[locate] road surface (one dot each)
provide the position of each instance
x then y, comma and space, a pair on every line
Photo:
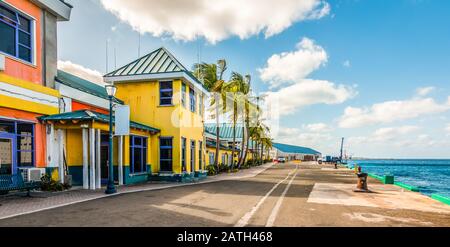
280, 196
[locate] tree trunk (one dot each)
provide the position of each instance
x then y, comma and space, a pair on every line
216, 158
243, 153
233, 151
262, 152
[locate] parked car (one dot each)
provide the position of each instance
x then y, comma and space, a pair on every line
281, 160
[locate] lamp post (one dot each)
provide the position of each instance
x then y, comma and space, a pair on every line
110, 189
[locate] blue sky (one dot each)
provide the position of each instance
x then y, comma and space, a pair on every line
377, 52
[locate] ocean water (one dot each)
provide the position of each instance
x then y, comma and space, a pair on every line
431, 176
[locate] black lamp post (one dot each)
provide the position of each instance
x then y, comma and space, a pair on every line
110, 189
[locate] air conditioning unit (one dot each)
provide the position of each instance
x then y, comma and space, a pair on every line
32, 174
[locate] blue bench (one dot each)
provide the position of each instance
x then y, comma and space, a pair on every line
16, 183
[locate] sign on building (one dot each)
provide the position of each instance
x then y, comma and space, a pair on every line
122, 117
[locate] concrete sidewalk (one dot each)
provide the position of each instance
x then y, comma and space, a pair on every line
17, 204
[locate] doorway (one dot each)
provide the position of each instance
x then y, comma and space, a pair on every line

◆ **Polecenie**
Zapisz wszystkie powyższe wiersze jako listę JSON złożoną z ciągów znaków, po jednym ciągu na każdy wiersz, z pominięciem pustych wierszy. Obrazów nie umieszczaj w odpowiedzi.

◆ **Odpowiedź**
[
  "[locate] road surface (one dot each)",
  "provide the position of each instance",
  "x then y, comma and space, a pair on every line",
  "Photo:",
  "280, 196",
  "[locate] tree trunk (one dot each)",
  "provide the position of each instance",
  "x then y, comma and space, a pair on every line",
  "216, 158",
  "243, 153",
  "233, 151",
  "262, 152",
  "[locate] parked car (one dot each)",
  "provide the position of each instance",
  "x then y, comma and space, a pair on every line",
  "281, 160",
  "[locate] lamp post (one dot each)",
  "provide the position of each instance",
  "x then y, comma and space, a pair on every line",
  "110, 189",
  "[locate] blue sky (one dot each)",
  "provide the position of each instance",
  "x then y, comma and space, a pair on every line",
  "377, 52",
  "[locate] ocean water (one dot each)",
  "provide the position of each instance",
  "x then y, comma and space, a pair on every line",
  "431, 176",
  "[locate] black lamp post (one dot each)",
  "provide the position of each instance",
  "x then y, comma and space, a pair on every line",
  "110, 189",
  "[locate] air conditioning unit (one dot each)",
  "provide the position of each instance",
  "x then y, comma and space, a pair on every line",
  "32, 174",
  "[locate] blue bench (one dot each)",
  "provide the position of each instance",
  "x then y, comma and space, a pair on every line",
  "16, 183",
  "[locate] sign on building (one dot each)",
  "provide the position of each instance",
  "x then y, comma and space, a pair on every line",
  "122, 117",
  "[locate] concrete sidewalk (one dot each)",
  "provide the position of each instance",
  "x then y, comma and space, a pair on every line",
  "17, 204",
  "[locate] doorway (one dot each)",
  "provide the position of each instance",
  "x then y, comma and space, a pair on every line"
]